___ Entries shown

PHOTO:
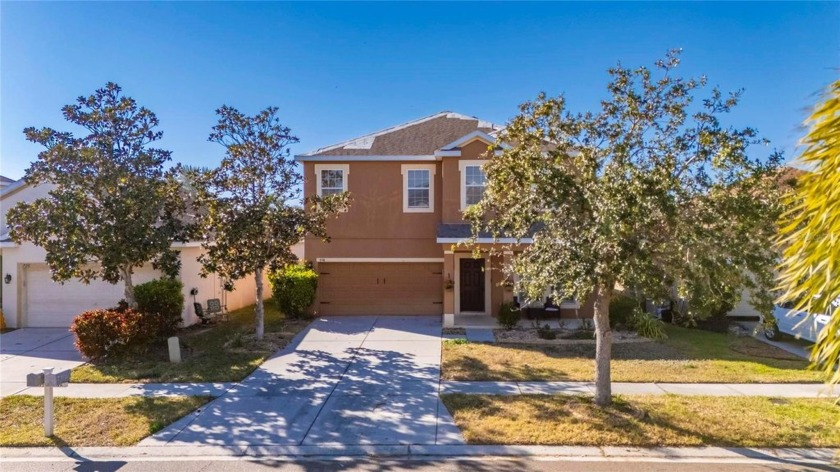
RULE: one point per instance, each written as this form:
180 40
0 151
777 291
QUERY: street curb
810 456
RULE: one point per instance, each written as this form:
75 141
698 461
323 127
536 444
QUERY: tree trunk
128 294
260 310
603 347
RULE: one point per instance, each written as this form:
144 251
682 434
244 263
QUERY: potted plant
449 284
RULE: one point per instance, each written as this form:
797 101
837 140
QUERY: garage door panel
380 289
53 305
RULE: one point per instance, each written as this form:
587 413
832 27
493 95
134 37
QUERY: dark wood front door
472 285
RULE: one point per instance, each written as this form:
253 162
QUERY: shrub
545 332
621 311
294 288
509 315
162 302
647 325
111 332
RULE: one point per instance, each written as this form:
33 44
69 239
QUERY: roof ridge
365 140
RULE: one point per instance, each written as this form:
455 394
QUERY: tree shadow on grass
325 389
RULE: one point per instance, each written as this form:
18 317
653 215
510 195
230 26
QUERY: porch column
448 293
507 294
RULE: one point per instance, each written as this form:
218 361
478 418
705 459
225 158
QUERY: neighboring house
397 250
30 298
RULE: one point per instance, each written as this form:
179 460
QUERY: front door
472 285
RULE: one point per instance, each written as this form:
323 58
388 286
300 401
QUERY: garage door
53 305
380 288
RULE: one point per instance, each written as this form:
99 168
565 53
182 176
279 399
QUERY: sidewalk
466 387
134 390
625 388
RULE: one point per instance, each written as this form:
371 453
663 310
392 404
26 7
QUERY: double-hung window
473 182
331 179
418 188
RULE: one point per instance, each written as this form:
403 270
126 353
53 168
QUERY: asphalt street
387 465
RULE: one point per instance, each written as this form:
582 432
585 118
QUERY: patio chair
215 308
550 309
213 311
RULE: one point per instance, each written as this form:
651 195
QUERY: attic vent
361 143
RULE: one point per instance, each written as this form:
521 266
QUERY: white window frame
427 167
345 173
462 167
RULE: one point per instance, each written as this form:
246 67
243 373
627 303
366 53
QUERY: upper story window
418 188
473 182
331 178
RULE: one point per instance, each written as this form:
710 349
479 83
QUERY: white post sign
48 380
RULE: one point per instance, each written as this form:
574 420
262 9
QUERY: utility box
35 380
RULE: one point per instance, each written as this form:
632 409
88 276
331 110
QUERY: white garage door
53 305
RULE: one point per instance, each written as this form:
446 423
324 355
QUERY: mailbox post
48 380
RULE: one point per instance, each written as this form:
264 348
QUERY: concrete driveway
343 381
28 350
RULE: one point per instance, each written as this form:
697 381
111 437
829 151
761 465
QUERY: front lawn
646 421
205 358
90 421
688 355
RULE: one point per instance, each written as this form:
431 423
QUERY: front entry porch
474 287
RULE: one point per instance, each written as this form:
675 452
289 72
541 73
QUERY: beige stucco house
399 248
30 298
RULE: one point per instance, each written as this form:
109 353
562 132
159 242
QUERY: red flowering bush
114 332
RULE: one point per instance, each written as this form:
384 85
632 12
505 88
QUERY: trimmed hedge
509 315
113 332
294 288
121 330
162 299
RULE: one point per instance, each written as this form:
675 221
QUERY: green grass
688 355
646 421
90 421
205 358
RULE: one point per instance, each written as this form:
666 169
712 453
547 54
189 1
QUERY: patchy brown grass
90 421
221 352
646 421
688 355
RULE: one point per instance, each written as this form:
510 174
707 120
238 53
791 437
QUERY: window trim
462 167
431 168
319 168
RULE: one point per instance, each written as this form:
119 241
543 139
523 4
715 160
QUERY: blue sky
341 70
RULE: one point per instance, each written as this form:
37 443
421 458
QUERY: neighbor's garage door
380 288
53 305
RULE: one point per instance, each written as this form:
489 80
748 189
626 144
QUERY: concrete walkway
80 390
342 381
627 388
28 350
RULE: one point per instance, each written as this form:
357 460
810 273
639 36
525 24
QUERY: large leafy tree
249 208
810 233
112 206
650 191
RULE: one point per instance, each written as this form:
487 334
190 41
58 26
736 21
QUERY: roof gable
420 137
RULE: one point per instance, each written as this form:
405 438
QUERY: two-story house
397 250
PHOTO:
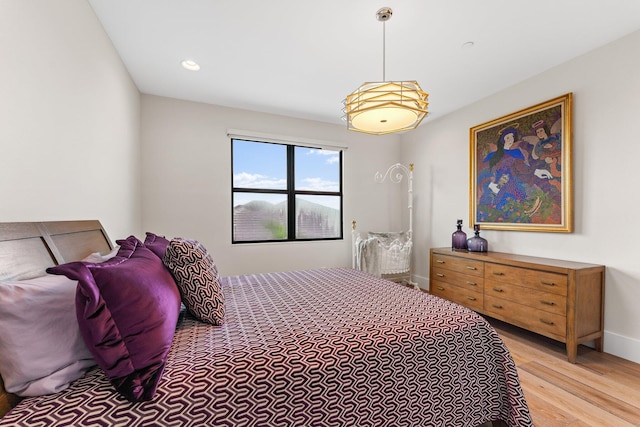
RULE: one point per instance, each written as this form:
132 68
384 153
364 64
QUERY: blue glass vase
459 238
477 243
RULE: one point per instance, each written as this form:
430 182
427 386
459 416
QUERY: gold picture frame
521 174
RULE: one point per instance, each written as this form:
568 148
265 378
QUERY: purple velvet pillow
157 244
127 310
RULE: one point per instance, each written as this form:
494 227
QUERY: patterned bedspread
327 347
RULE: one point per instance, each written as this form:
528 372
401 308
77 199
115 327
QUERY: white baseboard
422 282
621 346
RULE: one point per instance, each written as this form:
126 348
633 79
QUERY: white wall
186 184
606 89
69 119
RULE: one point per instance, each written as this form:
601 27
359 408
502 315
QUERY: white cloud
319 184
247 180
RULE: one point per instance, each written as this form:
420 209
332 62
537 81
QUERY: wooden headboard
27 249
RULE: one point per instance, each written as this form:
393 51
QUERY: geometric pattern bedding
327 347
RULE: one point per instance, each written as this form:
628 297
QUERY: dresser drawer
473 283
461 265
548 324
536 279
457 294
545 301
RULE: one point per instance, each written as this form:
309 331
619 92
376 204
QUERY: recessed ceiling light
190 65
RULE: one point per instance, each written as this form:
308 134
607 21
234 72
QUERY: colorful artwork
521 175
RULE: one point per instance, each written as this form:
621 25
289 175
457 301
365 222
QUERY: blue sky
261 165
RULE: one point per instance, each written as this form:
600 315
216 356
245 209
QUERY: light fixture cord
384 44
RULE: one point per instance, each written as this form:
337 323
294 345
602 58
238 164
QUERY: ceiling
300 58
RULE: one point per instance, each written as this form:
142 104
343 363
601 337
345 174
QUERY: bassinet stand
392 250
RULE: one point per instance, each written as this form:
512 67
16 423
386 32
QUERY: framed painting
521 171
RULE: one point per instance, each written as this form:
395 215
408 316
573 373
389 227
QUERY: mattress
326 347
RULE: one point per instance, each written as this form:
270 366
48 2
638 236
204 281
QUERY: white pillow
98 257
41 349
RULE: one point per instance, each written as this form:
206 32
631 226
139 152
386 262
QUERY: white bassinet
387 254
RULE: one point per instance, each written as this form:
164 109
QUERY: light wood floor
599 390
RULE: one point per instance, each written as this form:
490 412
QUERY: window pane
317 217
259 165
317 170
259 216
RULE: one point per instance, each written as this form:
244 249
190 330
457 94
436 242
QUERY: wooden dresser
562 300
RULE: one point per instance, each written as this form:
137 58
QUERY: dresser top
515 259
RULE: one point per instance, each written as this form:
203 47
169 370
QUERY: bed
325 347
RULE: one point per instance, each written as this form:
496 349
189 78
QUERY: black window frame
290 192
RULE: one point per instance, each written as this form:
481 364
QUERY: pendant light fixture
385 107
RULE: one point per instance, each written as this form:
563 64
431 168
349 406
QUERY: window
284 192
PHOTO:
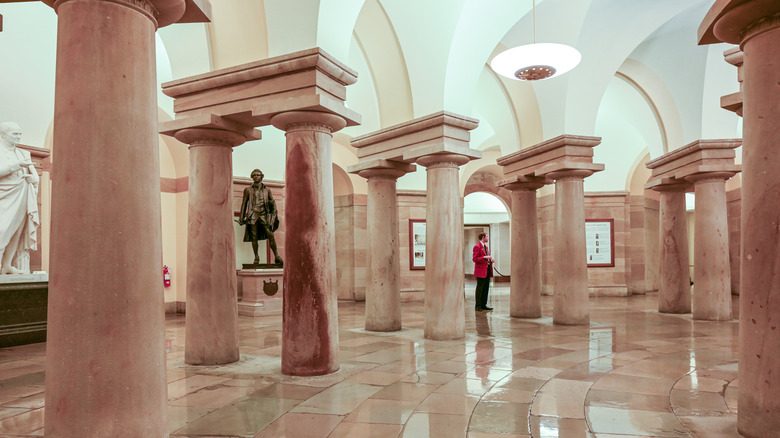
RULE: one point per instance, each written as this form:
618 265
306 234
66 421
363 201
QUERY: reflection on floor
633 372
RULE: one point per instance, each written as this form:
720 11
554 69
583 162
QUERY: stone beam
562 153
701 156
251 94
436 134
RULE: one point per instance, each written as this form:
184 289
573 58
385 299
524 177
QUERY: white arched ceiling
493 108
628 126
302 24
379 44
362 96
660 100
238 32
28 44
624 26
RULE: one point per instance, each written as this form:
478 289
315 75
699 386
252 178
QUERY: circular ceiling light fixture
533 62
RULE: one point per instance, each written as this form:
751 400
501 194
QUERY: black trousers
481 293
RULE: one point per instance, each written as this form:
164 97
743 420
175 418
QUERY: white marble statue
18 202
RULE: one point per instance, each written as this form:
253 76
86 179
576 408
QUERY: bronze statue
258 213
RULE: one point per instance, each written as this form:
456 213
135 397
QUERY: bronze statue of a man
258 213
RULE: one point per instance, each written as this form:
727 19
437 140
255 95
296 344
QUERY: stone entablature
693 161
439 133
559 154
250 95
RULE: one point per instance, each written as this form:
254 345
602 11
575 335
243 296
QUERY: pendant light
533 62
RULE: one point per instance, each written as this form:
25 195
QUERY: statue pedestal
23 301
262 292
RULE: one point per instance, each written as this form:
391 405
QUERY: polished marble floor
631 373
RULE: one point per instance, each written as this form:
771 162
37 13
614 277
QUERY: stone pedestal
755 26
444 317
712 271
570 284
105 357
567 160
439 142
674 287
525 280
212 316
23 299
263 290
383 270
310 340
307 101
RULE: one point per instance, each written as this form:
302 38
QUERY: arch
485 181
639 174
342 185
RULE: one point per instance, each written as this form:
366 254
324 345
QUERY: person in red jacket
483 270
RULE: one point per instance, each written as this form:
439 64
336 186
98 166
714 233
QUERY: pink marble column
759 313
105 358
674 287
570 285
444 317
383 268
712 271
211 325
310 341
525 280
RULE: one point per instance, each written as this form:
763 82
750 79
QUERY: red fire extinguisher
166 276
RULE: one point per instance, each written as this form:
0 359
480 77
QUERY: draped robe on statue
18 205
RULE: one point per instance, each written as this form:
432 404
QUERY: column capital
308 121
710 176
735 21
382 168
669 185
698 157
209 126
162 12
439 133
209 137
522 183
559 154
438 161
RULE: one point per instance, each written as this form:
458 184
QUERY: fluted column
674 287
211 323
444 317
310 341
105 358
383 268
712 271
525 279
570 285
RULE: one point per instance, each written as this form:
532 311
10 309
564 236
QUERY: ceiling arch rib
384 57
626 25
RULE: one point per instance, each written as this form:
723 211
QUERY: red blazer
481 265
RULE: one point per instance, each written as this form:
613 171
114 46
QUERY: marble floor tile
405 391
340 399
453 404
366 430
426 425
615 421
625 375
300 425
382 411
500 417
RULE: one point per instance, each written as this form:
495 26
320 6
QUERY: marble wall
411 205
733 209
351 246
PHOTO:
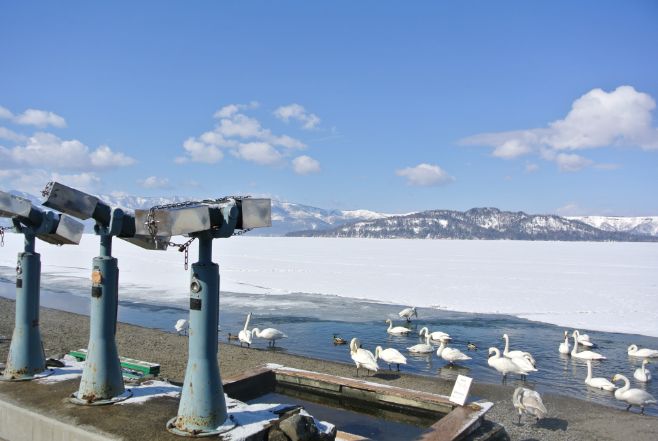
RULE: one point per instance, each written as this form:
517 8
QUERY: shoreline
568 418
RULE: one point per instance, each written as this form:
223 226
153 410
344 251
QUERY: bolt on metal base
227 426
26 377
101 402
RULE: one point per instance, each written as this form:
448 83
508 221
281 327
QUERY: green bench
132 368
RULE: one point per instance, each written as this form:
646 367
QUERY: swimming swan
270 334
565 347
407 313
642 374
398 330
504 365
513 354
436 335
634 397
362 357
528 401
633 351
583 355
598 382
244 336
451 355
390 356
422 348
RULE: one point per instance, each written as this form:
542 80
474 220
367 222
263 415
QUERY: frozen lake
608 286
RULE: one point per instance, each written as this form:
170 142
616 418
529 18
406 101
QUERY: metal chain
152 224
183 247
46 190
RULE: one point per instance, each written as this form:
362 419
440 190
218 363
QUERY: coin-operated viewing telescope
102 380
26 359
202 409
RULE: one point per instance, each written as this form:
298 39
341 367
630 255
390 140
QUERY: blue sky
389 106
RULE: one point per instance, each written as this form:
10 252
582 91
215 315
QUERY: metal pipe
106 246
102 379
202 409
26 357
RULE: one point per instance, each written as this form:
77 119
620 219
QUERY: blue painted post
102 379
26 357
202 409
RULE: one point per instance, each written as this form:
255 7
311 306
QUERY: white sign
460 390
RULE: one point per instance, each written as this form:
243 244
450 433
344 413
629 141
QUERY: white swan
528 401
514 354
634 397
504 365
633 351
407 313
397 330
436 335
584 340
422 348
583 355
362 357
451 355
182 326
270 334
598 382
244 335
390 356
642 374
565 347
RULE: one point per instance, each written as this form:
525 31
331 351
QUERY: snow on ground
608 286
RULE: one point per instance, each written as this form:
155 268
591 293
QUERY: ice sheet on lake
608 286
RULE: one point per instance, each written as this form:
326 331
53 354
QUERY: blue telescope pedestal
202 409
102 378
26 359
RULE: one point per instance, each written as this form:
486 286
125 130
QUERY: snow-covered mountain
286 216
477 223
633 225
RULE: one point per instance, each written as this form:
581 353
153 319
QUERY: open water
311 320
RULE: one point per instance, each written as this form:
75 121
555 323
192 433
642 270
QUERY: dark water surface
311 320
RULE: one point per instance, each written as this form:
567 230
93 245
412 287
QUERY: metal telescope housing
215 218
58 229
26 358
114 222
102 378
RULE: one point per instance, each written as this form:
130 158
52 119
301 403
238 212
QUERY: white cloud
298 113
40 118
33 180
5 113
154 182
259 152
304 165
10 135
597 119
242 136
531 167
198 151
425 175
570 162
47 150
104 157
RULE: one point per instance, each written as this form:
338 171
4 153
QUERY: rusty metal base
28 378
104 402
227 426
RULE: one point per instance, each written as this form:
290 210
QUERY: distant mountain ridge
291 219
476 223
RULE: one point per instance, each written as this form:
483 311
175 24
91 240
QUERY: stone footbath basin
361 409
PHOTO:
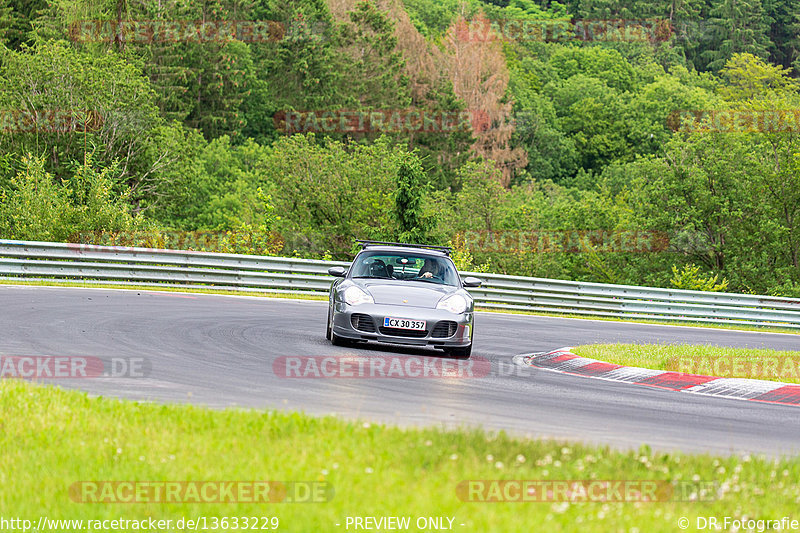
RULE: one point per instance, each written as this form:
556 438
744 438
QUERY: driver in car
429 269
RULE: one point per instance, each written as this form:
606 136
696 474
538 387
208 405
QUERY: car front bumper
365 322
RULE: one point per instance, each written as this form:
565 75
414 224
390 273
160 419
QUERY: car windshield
406 267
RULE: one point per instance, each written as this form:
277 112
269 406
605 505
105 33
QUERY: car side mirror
337 272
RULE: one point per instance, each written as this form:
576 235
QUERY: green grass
773 365
298 296
52 438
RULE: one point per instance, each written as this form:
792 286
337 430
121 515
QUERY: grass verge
772 365
52 438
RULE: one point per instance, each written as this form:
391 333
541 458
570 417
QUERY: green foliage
690 278
412 224
37 207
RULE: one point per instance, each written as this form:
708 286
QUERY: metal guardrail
78 263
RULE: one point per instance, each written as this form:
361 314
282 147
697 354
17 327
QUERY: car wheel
337 340
461 352
328 329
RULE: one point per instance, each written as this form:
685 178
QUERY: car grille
362 322
445 328
403 332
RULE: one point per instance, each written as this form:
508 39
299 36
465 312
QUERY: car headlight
356 296
455 303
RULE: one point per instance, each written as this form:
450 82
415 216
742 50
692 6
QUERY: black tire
328 327
337 340
461 352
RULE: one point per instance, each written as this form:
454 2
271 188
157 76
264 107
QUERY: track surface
218 351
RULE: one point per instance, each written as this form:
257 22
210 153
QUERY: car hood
405 293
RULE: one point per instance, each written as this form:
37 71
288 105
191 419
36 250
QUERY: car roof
404 250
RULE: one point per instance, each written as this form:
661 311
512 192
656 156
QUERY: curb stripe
566 362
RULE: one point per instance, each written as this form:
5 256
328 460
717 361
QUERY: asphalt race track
218 351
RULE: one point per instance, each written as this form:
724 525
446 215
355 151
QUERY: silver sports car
402 294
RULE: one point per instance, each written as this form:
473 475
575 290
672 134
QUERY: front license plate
404 323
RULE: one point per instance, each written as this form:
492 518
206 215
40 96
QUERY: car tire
337 340
328 328
461 352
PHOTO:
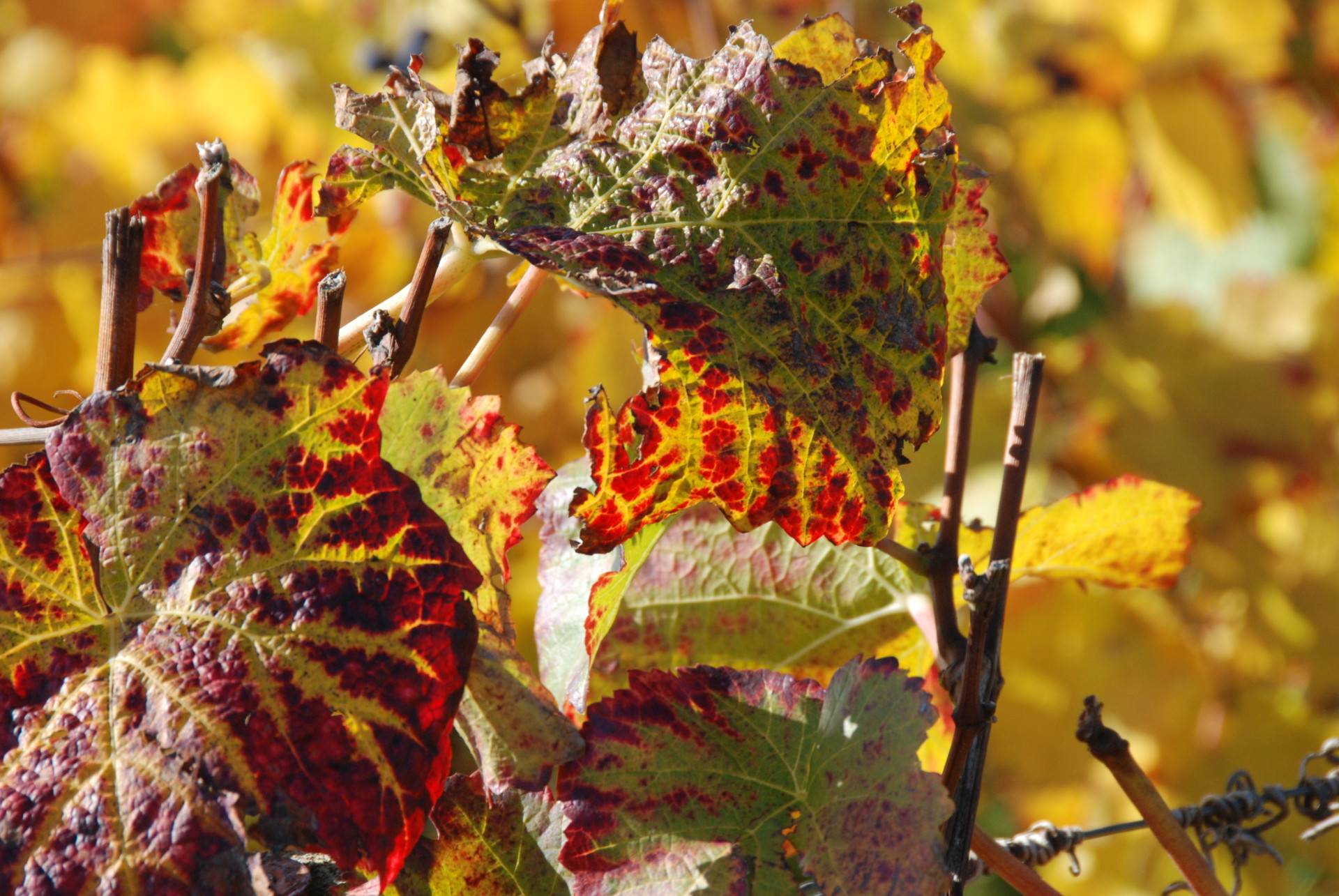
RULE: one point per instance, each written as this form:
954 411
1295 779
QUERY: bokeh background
1165 186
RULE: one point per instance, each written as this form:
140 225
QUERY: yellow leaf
1071 161
1125 533
828 46
1193 153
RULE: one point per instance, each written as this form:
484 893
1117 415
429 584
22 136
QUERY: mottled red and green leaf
781 228
220 605
477 474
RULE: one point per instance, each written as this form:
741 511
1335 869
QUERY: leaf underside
787 222
697 591
267 623
474 472
805 785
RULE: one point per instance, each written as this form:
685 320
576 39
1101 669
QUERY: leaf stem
205 307
330 305
23 436
943 560
121 250
1113 752
19 400
914 560
982 679
505 319
1007 867
455 263
416 303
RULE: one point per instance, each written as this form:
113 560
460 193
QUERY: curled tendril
1219 820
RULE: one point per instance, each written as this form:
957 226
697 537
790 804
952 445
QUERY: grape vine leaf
272 280
220 603
285 280
355 174
1122 533
787 238
579 593
508 845
474 472
490 844
806 785
706 593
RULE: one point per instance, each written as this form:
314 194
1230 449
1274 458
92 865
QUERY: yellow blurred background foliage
1165 188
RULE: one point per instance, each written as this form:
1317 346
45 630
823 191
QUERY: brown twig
206 303
23 436
330 305
1114 753
1007 867
19 400
121 250
982 678
411 315
943 556
505 319
455 263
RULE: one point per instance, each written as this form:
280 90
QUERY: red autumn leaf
220 603
787 222
808 785
271 280
477 474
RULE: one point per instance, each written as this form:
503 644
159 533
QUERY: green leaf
781 236
808 787
702 592
474 472
490 844
220 603
354 176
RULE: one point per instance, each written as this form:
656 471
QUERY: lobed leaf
490 844
702 592
354 176
474 472
272 279
1122 533
812 788
220 603
777 221
579 593
172 228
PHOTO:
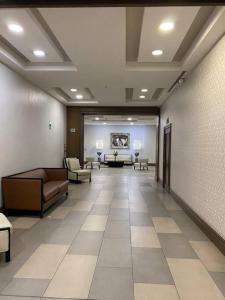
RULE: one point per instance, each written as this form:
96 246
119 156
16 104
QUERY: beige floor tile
144 236
211 257
144 291
192 280
94 223
60 212
119 204
138 207
165 225
24 223
43 262
83 206
73 278
169 203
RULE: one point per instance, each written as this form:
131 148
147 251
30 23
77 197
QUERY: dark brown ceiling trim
94 3
116 110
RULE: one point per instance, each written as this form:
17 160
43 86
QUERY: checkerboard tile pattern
120 237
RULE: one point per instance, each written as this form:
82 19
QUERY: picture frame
120 140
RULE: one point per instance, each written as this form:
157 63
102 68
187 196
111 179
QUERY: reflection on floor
119 238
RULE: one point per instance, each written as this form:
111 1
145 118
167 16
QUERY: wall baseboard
208 230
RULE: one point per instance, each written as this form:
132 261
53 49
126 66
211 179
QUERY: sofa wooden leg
7 256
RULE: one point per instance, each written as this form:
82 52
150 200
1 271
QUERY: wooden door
167 156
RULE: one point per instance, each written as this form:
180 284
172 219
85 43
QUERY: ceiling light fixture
39 53
166 26
79 96
16 28
157 52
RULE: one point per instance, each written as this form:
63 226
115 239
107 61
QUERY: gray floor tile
115 253
100 209
119 214
112 284
176 246
87 243
219 279
140 219
26 287
150 266
64 234
117 229
75 218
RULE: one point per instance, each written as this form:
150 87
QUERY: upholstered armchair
5 234
75 172
142 164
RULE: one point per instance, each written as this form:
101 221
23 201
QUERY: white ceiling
87 50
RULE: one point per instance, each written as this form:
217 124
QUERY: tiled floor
120 237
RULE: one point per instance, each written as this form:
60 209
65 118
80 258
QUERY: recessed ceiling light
79 96
16 28
157 52
39 53
166 26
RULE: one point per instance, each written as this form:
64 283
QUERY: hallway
119 238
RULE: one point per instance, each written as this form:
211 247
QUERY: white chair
74 170
91 162
5 236
142 164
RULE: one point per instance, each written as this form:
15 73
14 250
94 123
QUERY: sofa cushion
38 173
51 188
73 163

______

§ Requirement
How many lines of the data above contain the string "post"? Case counts, so reply with that number only.

§ Solution to the exercise
3